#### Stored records
Segment Open

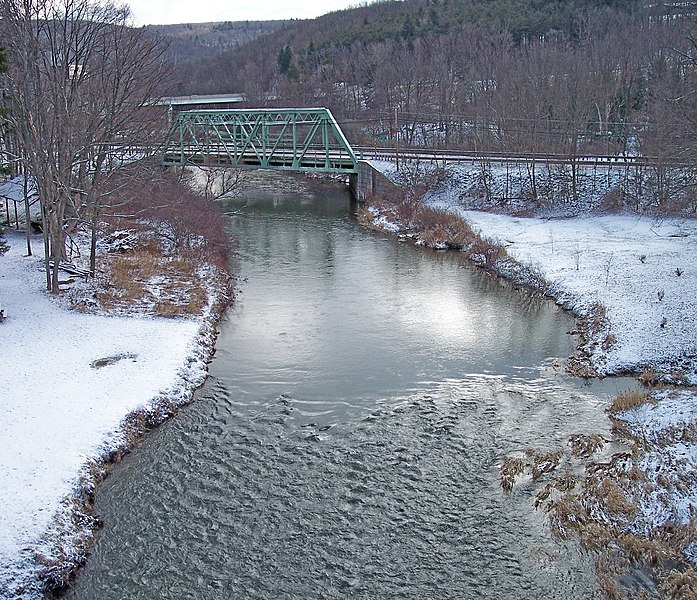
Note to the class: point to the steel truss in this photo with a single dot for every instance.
(294, 139)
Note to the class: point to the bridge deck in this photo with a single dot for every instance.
(305, 139)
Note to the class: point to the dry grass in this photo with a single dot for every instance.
(649, 378)
(509, 469)
(148, 280)
(597, 318)
(628, 400)
(582, 446)
(542, 462)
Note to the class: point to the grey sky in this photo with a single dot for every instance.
(199, 11)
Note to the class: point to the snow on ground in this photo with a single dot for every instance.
(60, 408)
(642, 269)
(629, 264)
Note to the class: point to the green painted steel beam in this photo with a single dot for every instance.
(293, 139)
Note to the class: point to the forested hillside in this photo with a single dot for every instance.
(571, 77)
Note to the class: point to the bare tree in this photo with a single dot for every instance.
(79, 85)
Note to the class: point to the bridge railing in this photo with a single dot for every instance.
(306, 139)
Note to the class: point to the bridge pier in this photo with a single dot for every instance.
(369, 182)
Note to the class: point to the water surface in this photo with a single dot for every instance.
(346, 444)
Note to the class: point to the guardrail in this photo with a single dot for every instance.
(460, 156)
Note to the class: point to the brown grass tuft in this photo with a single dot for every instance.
(628, 400)
(582, 446)
(542, 462)
(509, 469)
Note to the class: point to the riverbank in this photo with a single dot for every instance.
(78, 390)
(631, 281)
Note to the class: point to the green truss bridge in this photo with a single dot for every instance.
(293, 139)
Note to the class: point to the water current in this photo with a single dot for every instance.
(346, 444)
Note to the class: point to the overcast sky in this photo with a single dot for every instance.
(160, 12)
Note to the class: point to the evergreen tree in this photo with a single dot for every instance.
(284, 59)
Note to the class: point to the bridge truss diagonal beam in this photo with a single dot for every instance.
(293, 139)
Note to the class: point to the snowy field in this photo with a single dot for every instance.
(69, 379)
(641, 269)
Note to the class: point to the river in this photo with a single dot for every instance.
(347, 441)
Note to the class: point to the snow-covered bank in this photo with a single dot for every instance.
(636, 273)
(69, 380)
(641, 269)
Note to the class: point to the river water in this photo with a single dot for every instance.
(347, 441)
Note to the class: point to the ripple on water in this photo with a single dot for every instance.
(404, 503)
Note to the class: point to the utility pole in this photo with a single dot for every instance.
(396, 138)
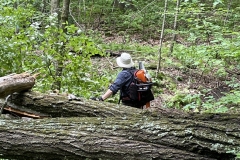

Segment Closed

#### What to produce
Although the records contain pictures, transcribe only their text, exactly as written.

#### Answer to the problem
Note to the class: point to the steel truss in this photo with a single dot for every instance.
(294, 139)
Note to the class: point to the bridge deck in this photo with a single dot for every instance.
(305, 139)
Note to the class: point to the dry grass in this photo with a single dot for every instance.
(649, 378)
(509, 469)
(148, 280)
(597, 318)
(628, 400)
(582, 446)
(542, 462)
Note to the class: point to the grey sky in this photo with a single dot for every instance.
(199, 11)
Note to the class: point to the snow on ground in this photo with a single dot for every instance.
(60, 408)
(642, 269)
(629, 264)
Note to the class: point to the green painted steel beam in this photo with a single dot for every instance.
(293, 139)
Note to the class: point to the forested hillside in this photo with a single dot for every instance.
(571, 77)
Note to the class: point to the bare tree in this photo with a single dot for every instance.
(79, 85)
Note to the class: point to the bridge railing in this photo with a single dot for every instance.
(306, 139)
Note to the class: point to the bridge pier in this photo with a single dot for every instance.
(369, 182)
Note to the class: point to the water surface in this photo with a single dot for every instance.
(346, 444)
Note to the class: point to the guardrail in this photo with a single dot for every instance.
(460, 156)
Note to the class: point to the brown grass tuft in this photo with a single dot for every instance.
(628, 400)
(582, 446)
(542, 462)
(509, 469)
Note to the class: point to the riverbank in this photo with a single dot for every instance.
(78, 390)
(631, 281)
Note to the class: point to the green truss bridge in this photo with a single dot for every instance.
(293, 139)
Note to the class: point to the water current in this photo with a single dot for every instance.
(346, 444)
Note to the class: point to the overcast sky in this photo with a single dot for every instance.
(160, 12)
Note to the class: point to the evergreen tree in this photo with a single dot for every instance.
(284, 59)
Note to the class: point to the bridge truss diagonal beam in this photo with a single dot for every instance.
(293, 139)
Note to the class: point to the snowy field in this photo with a single dot for every instance.
(69, 379)
(641, 269)
Note to the class: point to the river in this photo with a single dot for every instance.
(347, 441)
Note to the class: point to the snow-covered bank in this photo with a single dot for every instance.
(636, 273)
(69, 380)
(641, 269)
Note to the class: point to the river water in this photo with a single dot for every instance.
(347, 441)
Note to the class: point to the ripple on water in this photo with a single dot for every instance.
(404, 503)
Note to the class: point to the utility pole in this photo with a single dot for every instance.
(396, 138)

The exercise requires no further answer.